WORK ITEM:
For every entry that follows, return an identical copy.

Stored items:

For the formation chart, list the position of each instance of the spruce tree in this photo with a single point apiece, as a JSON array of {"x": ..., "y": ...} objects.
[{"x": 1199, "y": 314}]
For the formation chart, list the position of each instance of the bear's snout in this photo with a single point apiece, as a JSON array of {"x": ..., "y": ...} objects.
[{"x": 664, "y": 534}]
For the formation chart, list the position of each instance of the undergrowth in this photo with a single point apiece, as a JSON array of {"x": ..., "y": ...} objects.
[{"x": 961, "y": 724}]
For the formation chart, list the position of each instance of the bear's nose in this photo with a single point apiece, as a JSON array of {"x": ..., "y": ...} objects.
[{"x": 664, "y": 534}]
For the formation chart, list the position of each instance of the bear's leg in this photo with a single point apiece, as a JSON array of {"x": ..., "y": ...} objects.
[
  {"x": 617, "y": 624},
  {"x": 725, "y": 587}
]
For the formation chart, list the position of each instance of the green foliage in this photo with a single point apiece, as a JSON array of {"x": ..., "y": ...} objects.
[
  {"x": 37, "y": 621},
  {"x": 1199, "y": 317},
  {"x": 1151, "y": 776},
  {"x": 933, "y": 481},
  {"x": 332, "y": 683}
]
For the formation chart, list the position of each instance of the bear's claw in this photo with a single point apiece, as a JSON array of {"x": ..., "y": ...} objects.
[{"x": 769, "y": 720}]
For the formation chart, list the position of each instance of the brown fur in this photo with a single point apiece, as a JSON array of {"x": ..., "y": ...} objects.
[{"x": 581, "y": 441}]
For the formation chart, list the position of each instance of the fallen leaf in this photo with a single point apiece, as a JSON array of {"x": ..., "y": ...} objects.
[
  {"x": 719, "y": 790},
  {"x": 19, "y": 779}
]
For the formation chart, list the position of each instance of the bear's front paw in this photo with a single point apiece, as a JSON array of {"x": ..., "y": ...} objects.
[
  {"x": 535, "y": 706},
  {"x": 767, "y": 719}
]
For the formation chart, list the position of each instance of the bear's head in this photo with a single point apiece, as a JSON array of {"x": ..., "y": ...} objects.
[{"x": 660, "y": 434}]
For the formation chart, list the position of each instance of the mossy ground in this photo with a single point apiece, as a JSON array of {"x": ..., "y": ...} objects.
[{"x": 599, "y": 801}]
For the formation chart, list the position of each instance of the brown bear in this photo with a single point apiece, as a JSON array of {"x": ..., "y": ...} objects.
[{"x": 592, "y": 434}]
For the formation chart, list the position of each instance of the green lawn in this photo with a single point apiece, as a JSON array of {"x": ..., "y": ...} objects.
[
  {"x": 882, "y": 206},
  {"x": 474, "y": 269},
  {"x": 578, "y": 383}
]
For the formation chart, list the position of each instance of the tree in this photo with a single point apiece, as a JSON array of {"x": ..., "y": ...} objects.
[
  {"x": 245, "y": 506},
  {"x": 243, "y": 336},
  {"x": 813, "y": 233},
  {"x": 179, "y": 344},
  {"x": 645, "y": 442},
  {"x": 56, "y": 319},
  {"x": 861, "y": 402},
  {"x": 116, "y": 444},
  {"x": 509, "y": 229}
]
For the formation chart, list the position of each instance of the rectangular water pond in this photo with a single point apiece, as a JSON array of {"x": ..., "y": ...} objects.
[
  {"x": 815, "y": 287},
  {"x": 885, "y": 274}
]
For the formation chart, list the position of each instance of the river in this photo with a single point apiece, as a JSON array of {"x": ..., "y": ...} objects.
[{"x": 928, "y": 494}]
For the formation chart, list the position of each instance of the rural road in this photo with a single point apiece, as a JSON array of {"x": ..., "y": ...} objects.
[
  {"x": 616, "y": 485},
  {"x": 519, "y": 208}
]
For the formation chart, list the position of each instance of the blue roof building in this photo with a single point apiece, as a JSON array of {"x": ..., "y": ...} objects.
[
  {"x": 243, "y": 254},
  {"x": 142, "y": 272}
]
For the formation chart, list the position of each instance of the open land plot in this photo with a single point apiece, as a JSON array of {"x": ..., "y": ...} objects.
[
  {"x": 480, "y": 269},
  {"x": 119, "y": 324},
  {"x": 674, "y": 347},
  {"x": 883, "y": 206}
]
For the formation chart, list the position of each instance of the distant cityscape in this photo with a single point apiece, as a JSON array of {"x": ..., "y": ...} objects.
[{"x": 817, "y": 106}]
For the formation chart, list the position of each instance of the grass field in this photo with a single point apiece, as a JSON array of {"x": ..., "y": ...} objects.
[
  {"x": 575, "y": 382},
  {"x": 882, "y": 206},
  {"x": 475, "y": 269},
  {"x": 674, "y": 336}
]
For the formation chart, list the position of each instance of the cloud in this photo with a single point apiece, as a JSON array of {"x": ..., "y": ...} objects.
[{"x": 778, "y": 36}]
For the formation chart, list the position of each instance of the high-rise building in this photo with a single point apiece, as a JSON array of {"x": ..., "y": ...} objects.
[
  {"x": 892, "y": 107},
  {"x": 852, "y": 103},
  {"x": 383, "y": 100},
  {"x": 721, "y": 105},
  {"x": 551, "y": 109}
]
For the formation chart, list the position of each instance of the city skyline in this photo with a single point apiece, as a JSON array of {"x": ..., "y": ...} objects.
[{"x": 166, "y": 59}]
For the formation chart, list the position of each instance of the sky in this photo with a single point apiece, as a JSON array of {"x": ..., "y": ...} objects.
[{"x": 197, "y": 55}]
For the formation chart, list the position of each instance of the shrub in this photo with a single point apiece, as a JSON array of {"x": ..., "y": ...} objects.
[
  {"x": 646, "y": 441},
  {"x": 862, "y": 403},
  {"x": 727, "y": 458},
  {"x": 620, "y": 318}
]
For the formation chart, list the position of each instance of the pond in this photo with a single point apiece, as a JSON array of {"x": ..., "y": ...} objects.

EXERCISE SOLUTION:
For the formation chart, list the position of each instance of the spruce tree in this photo with a single point apiece, as a JSON array of {"x": ..., "y": ...} objects.
[{"x": 1199, "y": 314}]
For the formation chart, list the position of each instance of the bear's snout in this photo with a single point apiece, as a JSON array of {"x": ..., "y": ...} objects.
[{"x": 664, "y": 534}]
For the formation chart, list the position of each instance of the undergrowth in this photo with a single point apiece, as a JSON array of {"x": ..., "y": ...} objects.
[{"x": 961, "y": 724}]
For the formation chart, list the position of each instance of the bear's nose in this photo with a single point apiece, as a JSON array of {"x": ..., "y": ...} objects.
[{"x": 664, "y": 534}]
For the formation chart, list the position of each instance of the bear's leg in this photo with a single point apiece, as a JSON array of {"x": ..., "y": ...} objects.
[
  {"x": 617, "y": 624},
  {"x": 725, "y": 587}
]
For the formation chart, list the position of each instance of the green foliage in this photo with a single point apiece, as a JSON array of {"x": ..., "y": ...} objects.
[
  {"x": 37, "y": 621},
  {"x": 1199, "y": 317},
  {"x": 1151, "y": 776},
  {"x": 933, "y": 481},
  {"x": 332, "y": 683}
]
For the formation chart, list the position of each instance of the bear's claw in this photo with a single point apiece, as a JSON array of {"x": ..., "y": ...} objects.
[{"x": 769, "y": 720}]
For the formation chart, list the position of each instance of the brown fur in this photo with a single point apiece, as a JSON array of {"x": ..., "y": ...} objects.
[{"x": 581, "y": 441}]
For the formation chart, list the position of each instance of the fallen leaf in this photo with a single point apiece, as a JSON array of {"x": ..., "y": ...} objects.
[
  {"x": 719, "y": 790},
  {"x": 19, "y": 779}
]
For the formation chart, list the position of each instance of the bear's front paw in this photo with a single point apiece, as a JSON array of {"x": ..., "y": ...} objects.
[
  {"x": 535, "y": 706},
  {"x": 767, "y": 719}
]
For the formation chart, list the position of each instance of the bear's head in this photo with a single point apiece, as a JSON array of {"x": ..., "y": ...} objects.
[{"x": 660, "y": 434}]
For the formation chart, list the position of each instance of the mossy ground in this photo with a single point apiece, as a JSON array of {"x": ..., "y": ...} objects.
[{"x": 599, "y": 801}]
For the formation chart, list the position of each instance of the brown bear in this photo with a single point apiece, as a JSON array of {"x": ..., "y": ...} objects.
[{"x": 592, "y": 434}]
For the formation chart, list the position of each instance of the green lawn in this photo with a single point apiece, as a JSON array of {"x": ..., "y": ...} objects.
[
  {"x": 882, "y": 206},
  {"x": 474, "y": 269},
  {"x": 578, "y": 383}
]
For the formation chart, list the position of each instance of the tree in this photo with a single point apiece, as a JSON array of {"x": ..., "y": ...} objects.
[
  {"x": 245, "y": 506},
  {"x": 243, "y": 336},
  {"x": 813, "y": 233},
  {"x": 179, "y": 344},
  {"x": 645, "y": 442},
  {"x": 56, "y": 319},
  {"x": 861, "y": 402},
  {"x": 116, "y": 444},
  {"x": 509, "y": 229}
]
For the formation chart, list the position of each instance of the rectangular water pond in this photo with a single point apiece, as a JSON array of {"x": ..., "y": ...} objects.
[
  {"x": 815, "y": 287},
  {"x": 885, "y": 274}
]
For the formation chart, list the position of each instance of the river in this photo with a single point apiece, as a JSON array of {"x": ..., "y": ...} objects.
[{"x": 928, "y": 494}]
For the formation chart, list the position of each instance of the rural road in this photo with a single point apiece, as a JSON array of {"x": ..., "y": ...} objects.
[
  {"x": 616, "y": 485},
  {"x": 519, "y": 208}
]
For the formation chart, list the position of each instance of the blue roof building in this photo with a single point apiece, as a JSON array of {"x": ..., "y": ...} objects.
[
  {"x": 243, "y": 254},
  {"x": 142, "y": 272}
]
For the formation chart, list the position of each instance of the open land plot in this photo with a single point apiece, as a JSON array of {"x": ..., "y": ...} objects.
[
  {"x": 480, "y": 269},
  {"x": 119, "y": 324},
  {"x": 674, "y": 347},
  {"x": 883, "y": 206}
]
For the formation chart, list the position of each instance of the distant cityscape in this photo with a single point apiece, as a JSON array of {"x": ..., "y": ...} objects.
[{"x": 817, "y": 106}]
For the formation chart, list the position of each instance of the grass field in this photo with a single point apiece, as a JSON array of {"x": ..., "y": ...} objects.
[
  {"x": 575, "y": 382},
  {"x": 882, "y": 206},
  {"x": 475, "y": 269},
  {"x": 674, "y": 336}
]
For the formation chart, list the position of each instance of the cloud in this photo with a single point apiece, as a JSON array of {"x": ..., "y": ...} objects.
[{"x": 778, "y": 36}]
For the formation chart, list the position of each instance of the high-rise building in this photo with a single point apiece, as a JSON array of {"x": ..., "y": ...} objects.
[
  {"x": 892, "y": 107},
  {"x": 852, "y": 103},
  {"x": 383, "y": 100},
  {"x": 721, "y": 105},
  {"x": 551, "y": 109}
]
For the formation chart, list the position of each instance of the city skyline in this photo with a single point apiece, as a JSON array of {"x": ..., "y": ...} objects.
[{"x": 166, "y": 59}]
For the formation chart, list the position of each instance of the sky in this photo with a single point apiece, as a JSON array of {"x": ..., "y": ...} objects.
[{"x": 197, "y": 55}]
For the formation chart, list the position of each instance of the shrub in this photo with a single point apiece, as a JSON array of {"x": ..., "y": ...} objects.
[
  {"x": 646, "y": 441},
  {"x": 862, "y": 403},
  {"x": 727, "y": 458},
  {"x": 620, "y": 318}
]
For the formation chart, list the position of each instance of the pond in this photo with a single point apiece, as a JSON array of {"x": ..., "y": ...} objects.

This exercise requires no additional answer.